* start *

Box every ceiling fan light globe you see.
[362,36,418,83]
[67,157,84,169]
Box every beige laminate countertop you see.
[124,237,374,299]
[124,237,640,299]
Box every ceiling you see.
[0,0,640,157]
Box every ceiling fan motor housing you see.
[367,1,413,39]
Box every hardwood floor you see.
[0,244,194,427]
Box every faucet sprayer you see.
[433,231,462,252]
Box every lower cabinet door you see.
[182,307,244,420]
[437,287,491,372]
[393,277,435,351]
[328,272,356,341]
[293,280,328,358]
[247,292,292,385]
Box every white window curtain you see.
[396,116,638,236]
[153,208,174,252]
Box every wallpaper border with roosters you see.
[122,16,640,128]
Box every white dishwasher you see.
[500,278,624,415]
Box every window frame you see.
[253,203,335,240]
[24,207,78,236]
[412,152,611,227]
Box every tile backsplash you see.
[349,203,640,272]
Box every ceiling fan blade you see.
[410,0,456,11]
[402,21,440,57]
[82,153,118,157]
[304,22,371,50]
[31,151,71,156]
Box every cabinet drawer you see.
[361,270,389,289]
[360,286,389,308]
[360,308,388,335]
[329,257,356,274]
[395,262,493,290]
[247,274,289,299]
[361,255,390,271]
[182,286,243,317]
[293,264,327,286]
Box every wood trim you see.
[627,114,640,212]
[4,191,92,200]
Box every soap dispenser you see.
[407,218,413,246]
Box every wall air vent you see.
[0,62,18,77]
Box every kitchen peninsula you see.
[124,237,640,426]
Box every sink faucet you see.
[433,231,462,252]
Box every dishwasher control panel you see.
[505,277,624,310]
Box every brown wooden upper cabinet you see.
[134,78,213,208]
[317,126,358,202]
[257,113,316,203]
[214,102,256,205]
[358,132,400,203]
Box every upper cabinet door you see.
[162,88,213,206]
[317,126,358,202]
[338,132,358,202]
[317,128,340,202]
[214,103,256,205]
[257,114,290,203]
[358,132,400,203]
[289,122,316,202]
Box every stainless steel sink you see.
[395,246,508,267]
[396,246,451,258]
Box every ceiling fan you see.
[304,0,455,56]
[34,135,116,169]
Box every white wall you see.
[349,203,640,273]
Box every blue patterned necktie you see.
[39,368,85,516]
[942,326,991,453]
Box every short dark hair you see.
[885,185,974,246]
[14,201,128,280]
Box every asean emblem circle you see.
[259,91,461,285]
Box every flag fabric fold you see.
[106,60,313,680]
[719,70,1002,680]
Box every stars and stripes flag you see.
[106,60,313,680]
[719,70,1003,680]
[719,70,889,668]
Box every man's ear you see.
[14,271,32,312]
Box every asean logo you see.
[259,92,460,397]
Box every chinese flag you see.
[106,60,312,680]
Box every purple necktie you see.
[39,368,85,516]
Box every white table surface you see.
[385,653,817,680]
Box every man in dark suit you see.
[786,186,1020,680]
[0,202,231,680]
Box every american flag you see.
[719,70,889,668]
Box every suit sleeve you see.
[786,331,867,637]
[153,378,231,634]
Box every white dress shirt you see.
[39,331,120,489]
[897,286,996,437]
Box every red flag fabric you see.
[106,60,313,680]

* end *

— JOB —
Copy the material word for word, starting at the line that contains "Box every american flag you see." and continuing through the end of the material.

— SOLVED EXERCISE —
Box every american flag you see.
[719,70,889,668]
Box every suit sleeve you see.
[786,331,867,637]
[153,378,231,634]
Box every white dress shirt you see.
[39,331,120,489]
[897,286,996,437]
Box every red flag fabric you see.
[106,60,313,680]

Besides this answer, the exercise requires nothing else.